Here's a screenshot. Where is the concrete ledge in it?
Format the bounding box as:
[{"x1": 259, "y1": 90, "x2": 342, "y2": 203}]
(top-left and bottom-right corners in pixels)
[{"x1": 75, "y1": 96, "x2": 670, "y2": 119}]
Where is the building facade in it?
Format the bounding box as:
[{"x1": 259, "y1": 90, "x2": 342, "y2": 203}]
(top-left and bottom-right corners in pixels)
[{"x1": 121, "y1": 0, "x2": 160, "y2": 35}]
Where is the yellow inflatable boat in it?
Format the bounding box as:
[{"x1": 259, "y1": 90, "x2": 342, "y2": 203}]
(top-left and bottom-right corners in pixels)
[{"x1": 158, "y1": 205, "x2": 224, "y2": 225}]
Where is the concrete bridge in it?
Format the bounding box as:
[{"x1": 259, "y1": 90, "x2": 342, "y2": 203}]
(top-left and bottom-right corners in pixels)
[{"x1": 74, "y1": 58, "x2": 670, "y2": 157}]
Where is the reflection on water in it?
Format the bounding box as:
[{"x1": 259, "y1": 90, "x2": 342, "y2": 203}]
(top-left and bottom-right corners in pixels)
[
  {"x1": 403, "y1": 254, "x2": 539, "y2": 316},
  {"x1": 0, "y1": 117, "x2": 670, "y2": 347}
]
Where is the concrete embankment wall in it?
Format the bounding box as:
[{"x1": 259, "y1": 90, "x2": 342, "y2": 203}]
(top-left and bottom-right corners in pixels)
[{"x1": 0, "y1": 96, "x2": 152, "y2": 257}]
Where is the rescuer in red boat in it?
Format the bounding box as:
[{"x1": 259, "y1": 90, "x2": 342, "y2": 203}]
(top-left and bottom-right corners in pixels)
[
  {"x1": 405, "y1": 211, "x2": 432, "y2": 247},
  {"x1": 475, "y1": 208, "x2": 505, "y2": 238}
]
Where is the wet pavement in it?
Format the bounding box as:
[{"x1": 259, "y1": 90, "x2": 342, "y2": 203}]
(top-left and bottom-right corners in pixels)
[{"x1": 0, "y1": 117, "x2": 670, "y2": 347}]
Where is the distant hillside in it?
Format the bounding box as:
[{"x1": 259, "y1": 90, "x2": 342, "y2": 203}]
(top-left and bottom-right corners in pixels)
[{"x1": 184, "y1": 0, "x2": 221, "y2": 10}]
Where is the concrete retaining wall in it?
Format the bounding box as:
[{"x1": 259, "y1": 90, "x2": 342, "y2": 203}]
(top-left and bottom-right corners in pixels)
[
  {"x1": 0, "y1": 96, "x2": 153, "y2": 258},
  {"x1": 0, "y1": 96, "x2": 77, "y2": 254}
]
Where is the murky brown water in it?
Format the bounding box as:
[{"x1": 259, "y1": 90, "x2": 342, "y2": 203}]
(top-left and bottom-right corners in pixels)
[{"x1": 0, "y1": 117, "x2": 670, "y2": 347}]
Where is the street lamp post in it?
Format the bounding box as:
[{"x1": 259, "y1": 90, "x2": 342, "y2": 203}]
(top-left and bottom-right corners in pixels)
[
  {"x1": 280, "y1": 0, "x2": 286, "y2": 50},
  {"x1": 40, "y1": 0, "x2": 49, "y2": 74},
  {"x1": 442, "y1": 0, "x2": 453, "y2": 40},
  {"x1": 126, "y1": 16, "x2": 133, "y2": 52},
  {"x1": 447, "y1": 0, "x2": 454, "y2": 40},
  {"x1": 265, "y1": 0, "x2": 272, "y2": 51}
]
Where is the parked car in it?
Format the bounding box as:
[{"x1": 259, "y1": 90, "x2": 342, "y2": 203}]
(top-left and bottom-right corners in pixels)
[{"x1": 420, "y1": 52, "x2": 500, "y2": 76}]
┄┄┄┄┄┄┄┄┄┄
▶ **What needs to be done**
Count the lines in the items above that contain the word "concrete". Give only the number.

▶ **Answer**
4